• _Exercise instructions_
Repeat word for word the line with "the dog's muzzle" and every line after it until the records below run out.

• _Data listing_
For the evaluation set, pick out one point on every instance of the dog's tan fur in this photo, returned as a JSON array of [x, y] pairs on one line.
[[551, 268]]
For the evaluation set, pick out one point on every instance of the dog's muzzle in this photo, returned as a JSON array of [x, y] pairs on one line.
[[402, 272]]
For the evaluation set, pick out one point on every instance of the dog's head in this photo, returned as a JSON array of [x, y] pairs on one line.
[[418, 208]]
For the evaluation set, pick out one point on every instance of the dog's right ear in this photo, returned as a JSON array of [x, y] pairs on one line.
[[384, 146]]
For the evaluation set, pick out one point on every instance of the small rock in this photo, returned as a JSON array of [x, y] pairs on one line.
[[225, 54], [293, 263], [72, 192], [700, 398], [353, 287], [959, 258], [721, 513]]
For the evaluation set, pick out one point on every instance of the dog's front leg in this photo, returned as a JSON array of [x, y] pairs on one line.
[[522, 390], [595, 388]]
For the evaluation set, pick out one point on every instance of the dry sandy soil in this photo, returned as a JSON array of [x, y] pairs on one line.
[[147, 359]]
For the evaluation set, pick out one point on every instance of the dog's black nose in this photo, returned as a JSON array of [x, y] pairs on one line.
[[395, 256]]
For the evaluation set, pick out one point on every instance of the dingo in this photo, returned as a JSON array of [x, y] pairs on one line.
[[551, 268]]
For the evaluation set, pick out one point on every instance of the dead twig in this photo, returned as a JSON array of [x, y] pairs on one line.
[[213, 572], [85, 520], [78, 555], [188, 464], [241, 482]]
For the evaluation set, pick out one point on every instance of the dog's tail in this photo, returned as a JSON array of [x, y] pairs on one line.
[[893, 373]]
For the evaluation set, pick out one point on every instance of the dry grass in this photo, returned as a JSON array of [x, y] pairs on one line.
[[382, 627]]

• _The result_
For the evaluation set, pick out one point on every instance of the dog's muzzle in this photo, returned as a JSON array of [x, y] pairs on one line.
[[402, 272]]
For the evaluation set, pick out one point on every instance of the dog's head in this photo, returned as a JSON array of [x, y] pairs on one line.
[[418, 208]]
For the evaluation set, pick out one point on every instance of the dog's right ear in this photo, returned as a JSON array of [x, y] pairs on one line.
[[384, 146]]
For the evaluation set, pick out one point on every instance of the small rock in this photo, returned as a JSON array of [x, y] pairs on one line.
[[225, 54], [293, 263], [72, 192], [700, 398], [353, 287], [959, 258], [721, 513]]
For the evaluation set, pick out one point on every instance of the dog's front leg in this photo, returned as a JSON array of [x, y] pairs on one line.
[[522, 390], [595, 388]]
For the evaluation set, pick out one point on every instance of the dry sandy soil in this photo, returned as a JSON array of [x, y] pairs on one line.
[[147, 359]]
For the evaluation set, pick out one point on every instance of the dog's black nose in this photo, returned as a JSON array of [x, y] pairs on one line.
[[395, 256]]
For the evaluation set, pick out one point on every instance of the dingo in this photo, returned as a JSON array of [x, y] pairs on one line.
[[551, 268]]
For the evaluation set, pick out one point on every instance of the dead twig in this photo, returned as a JSON array of [x, y] pairs on one line.
[[213, 572], [85, 520], [78, 555], [188, 464], [241, 482]]
For the evaluation set, pick out one point on every instance of the dog's tail in this photo, returned as a JSON array of [x, y] pairs on one line.
[[893, 373]]
For the evaluation set, pick out one point on every instance of the dry grass in this photo, returned as a JSON array of [x, y] pairs on one line.
[[382, 627]]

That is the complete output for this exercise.